• _Task_: Please identify each line in the material below that contains the string "wheel", and copy every such line in full. Case counts.

• _Data for this exercise_:
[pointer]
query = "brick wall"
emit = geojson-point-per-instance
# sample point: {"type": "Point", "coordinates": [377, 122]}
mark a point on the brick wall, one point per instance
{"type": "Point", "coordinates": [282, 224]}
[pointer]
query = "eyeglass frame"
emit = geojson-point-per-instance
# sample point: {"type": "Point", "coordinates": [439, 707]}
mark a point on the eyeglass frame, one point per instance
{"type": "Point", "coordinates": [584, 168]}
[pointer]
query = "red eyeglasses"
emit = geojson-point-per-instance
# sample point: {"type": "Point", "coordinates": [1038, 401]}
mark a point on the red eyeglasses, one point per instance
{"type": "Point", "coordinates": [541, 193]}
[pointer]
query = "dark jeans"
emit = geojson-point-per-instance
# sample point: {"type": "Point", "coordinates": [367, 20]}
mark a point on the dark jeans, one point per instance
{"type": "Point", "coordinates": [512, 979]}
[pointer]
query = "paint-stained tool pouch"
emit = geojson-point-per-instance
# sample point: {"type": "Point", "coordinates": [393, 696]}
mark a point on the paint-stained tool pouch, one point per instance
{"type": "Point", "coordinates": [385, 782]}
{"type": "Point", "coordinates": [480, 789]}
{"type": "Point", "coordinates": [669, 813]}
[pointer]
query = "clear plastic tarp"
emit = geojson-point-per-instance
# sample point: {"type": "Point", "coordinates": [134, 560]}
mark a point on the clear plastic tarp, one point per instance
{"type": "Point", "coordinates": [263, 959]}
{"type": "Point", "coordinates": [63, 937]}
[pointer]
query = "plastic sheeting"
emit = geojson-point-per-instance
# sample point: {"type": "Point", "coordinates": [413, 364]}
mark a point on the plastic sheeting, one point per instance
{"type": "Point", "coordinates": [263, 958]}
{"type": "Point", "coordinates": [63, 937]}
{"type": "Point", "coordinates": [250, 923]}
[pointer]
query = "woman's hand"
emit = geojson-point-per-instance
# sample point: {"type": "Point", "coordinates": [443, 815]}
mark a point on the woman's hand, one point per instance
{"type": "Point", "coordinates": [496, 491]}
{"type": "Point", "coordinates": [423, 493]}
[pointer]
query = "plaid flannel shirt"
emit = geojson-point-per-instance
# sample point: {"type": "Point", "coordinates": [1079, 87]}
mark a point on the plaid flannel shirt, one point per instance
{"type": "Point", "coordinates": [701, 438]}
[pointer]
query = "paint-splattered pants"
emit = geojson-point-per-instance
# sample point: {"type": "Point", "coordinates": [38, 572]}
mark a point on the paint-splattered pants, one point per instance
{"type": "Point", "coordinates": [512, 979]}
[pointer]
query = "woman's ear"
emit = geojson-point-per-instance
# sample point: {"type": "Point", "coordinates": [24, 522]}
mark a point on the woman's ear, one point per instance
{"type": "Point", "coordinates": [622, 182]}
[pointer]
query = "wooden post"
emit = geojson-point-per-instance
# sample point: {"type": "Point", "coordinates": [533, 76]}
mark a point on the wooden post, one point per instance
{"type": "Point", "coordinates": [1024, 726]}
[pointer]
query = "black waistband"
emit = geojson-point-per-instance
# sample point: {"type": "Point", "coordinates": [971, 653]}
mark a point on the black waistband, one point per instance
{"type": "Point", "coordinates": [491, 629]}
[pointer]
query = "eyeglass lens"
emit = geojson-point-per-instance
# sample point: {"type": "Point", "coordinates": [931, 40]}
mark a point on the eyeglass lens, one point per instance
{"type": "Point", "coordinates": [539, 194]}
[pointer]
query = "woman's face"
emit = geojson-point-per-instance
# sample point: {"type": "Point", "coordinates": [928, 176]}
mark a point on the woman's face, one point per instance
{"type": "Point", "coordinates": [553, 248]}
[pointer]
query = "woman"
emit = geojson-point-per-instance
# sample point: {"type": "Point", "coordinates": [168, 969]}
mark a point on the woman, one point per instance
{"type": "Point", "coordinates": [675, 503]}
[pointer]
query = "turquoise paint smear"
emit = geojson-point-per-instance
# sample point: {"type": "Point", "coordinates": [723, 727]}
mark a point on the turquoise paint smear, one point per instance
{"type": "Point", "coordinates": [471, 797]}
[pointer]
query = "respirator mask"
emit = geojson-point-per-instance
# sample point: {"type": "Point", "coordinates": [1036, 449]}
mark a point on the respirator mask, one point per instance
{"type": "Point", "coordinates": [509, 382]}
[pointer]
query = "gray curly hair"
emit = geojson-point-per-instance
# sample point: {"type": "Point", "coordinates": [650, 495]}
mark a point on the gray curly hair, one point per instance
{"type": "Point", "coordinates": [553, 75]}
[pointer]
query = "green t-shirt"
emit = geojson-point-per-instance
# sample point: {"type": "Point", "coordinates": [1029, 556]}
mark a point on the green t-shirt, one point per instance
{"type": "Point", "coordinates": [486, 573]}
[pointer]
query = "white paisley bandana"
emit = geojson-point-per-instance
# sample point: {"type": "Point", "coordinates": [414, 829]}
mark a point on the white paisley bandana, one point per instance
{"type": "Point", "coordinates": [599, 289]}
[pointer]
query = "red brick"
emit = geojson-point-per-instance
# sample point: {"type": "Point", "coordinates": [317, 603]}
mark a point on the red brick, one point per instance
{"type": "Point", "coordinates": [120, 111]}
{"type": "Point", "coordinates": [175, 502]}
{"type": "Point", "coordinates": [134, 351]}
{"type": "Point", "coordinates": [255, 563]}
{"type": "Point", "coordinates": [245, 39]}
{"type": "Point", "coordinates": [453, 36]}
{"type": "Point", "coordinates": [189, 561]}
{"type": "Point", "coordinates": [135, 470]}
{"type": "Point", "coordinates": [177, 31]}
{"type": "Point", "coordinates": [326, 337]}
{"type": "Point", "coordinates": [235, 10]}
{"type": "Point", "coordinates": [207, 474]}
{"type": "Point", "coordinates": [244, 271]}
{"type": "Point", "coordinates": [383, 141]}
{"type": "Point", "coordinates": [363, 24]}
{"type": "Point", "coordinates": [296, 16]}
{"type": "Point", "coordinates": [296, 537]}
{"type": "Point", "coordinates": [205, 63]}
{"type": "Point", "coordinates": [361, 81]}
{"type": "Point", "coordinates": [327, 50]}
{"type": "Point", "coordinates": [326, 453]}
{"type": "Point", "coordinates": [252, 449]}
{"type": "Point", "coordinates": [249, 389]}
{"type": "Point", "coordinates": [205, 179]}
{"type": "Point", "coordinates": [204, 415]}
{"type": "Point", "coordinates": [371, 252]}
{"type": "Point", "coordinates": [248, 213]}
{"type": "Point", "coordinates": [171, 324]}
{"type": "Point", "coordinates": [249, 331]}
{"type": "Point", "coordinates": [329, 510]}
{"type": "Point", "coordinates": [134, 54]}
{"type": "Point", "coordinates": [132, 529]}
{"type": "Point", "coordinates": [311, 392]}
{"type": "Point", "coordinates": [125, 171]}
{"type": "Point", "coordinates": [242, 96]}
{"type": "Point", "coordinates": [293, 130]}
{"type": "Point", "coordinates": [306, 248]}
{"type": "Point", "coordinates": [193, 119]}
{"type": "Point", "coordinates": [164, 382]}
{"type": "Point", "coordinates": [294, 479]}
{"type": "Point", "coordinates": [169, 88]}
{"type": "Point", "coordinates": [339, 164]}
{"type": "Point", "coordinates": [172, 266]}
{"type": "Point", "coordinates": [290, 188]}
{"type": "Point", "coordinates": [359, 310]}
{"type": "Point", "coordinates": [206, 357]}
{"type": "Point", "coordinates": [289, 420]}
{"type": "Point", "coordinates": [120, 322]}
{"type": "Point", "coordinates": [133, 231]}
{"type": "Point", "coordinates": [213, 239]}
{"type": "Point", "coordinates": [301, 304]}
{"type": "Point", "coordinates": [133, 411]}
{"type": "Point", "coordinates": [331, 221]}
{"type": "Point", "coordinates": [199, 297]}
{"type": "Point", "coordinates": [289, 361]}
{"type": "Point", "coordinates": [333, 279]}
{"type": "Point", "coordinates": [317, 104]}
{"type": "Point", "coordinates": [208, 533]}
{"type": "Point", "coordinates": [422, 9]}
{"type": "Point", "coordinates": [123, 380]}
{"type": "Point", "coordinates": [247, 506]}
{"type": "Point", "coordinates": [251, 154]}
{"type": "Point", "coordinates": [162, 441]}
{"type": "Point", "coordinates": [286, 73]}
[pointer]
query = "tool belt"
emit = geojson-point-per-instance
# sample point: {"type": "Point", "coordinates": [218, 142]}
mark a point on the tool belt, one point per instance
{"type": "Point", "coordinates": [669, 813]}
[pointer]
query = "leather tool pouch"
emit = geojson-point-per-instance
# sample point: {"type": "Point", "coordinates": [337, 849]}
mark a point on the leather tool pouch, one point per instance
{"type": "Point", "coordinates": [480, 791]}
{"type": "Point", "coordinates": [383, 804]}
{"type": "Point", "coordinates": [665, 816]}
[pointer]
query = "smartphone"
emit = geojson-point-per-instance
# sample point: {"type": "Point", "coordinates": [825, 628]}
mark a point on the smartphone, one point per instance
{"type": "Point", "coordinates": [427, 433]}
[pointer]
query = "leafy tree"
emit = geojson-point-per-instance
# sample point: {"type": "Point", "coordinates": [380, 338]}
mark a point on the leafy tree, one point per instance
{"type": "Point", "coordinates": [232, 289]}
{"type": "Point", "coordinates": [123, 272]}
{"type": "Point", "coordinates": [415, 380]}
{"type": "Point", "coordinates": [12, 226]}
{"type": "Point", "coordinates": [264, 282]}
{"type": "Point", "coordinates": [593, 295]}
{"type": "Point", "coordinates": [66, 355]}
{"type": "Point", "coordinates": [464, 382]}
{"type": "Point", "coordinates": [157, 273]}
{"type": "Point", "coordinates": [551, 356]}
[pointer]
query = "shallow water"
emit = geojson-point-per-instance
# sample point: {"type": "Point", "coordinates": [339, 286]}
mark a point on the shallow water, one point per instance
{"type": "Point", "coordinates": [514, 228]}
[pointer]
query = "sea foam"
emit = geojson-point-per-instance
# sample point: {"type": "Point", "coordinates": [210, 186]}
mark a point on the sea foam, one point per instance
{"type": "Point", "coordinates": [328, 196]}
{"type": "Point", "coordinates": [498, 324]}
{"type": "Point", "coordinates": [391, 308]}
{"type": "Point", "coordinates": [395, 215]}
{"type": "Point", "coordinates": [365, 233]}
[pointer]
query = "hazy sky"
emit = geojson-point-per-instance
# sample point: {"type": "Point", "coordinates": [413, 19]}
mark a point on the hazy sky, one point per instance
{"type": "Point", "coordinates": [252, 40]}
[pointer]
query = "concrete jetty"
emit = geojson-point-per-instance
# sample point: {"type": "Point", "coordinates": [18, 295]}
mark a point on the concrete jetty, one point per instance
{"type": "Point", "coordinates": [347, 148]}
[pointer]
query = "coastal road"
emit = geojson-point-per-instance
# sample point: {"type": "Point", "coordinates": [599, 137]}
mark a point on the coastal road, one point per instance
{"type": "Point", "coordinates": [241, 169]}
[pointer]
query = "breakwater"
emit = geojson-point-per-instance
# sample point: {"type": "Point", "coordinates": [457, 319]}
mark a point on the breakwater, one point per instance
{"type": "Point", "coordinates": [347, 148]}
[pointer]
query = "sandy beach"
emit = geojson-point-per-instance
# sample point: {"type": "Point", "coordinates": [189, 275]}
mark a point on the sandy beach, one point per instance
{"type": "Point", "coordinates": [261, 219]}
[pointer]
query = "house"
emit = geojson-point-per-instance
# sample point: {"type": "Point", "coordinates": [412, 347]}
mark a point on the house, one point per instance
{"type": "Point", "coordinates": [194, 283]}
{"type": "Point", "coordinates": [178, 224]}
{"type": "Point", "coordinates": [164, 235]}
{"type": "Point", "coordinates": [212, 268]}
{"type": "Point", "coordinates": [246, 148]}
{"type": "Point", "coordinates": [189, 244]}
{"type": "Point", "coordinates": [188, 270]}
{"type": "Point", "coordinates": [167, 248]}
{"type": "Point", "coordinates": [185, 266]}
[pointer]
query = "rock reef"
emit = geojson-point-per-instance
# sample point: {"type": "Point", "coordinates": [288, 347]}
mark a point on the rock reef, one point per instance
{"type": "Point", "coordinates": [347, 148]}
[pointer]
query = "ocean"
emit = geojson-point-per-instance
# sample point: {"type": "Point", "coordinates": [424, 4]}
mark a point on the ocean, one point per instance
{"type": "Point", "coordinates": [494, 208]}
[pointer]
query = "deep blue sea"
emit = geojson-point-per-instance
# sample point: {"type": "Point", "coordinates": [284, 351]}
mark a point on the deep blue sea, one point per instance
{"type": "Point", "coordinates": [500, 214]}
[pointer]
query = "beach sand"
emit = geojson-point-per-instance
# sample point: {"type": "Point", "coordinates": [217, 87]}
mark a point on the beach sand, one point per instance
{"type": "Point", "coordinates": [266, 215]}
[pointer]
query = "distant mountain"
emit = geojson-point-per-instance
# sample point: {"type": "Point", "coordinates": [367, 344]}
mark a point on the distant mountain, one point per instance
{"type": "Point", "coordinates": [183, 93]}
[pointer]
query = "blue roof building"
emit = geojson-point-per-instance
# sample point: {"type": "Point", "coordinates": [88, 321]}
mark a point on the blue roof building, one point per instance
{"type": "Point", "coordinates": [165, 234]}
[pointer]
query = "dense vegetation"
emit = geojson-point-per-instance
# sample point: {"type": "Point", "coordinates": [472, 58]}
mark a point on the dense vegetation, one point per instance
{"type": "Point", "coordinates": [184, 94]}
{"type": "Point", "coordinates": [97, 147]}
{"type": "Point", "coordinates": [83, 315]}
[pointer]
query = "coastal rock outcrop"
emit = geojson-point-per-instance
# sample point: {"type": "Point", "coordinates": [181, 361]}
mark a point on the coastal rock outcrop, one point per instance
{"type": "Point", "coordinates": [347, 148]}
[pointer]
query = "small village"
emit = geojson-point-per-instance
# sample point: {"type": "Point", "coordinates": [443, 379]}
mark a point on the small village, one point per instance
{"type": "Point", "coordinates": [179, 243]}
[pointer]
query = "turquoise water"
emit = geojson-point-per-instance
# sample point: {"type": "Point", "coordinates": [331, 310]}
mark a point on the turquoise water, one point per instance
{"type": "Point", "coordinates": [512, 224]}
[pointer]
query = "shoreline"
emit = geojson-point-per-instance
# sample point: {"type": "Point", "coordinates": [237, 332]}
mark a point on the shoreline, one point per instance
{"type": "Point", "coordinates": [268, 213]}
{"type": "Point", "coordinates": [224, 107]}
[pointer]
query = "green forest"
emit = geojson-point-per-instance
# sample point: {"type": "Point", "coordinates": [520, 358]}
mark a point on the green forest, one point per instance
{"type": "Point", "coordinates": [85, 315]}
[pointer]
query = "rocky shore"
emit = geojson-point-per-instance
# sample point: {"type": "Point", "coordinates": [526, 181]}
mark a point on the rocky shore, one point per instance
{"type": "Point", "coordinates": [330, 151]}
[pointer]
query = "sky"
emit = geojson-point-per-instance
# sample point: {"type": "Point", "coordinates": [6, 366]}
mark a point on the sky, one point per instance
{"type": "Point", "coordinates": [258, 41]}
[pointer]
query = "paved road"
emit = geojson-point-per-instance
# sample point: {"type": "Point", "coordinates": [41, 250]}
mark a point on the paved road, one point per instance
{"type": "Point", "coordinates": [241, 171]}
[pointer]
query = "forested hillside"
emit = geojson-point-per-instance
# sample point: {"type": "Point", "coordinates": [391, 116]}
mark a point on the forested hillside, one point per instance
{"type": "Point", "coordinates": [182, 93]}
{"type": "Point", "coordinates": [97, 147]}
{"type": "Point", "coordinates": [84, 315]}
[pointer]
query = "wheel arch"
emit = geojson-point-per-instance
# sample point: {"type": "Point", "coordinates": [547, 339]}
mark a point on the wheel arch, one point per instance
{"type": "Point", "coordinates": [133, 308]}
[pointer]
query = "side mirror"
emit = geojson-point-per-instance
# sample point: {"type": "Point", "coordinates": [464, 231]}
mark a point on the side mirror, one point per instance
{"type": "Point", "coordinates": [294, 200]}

• _Exercise response_:
query = "wheel arch"
mark a point on the wheel arch, one point per instance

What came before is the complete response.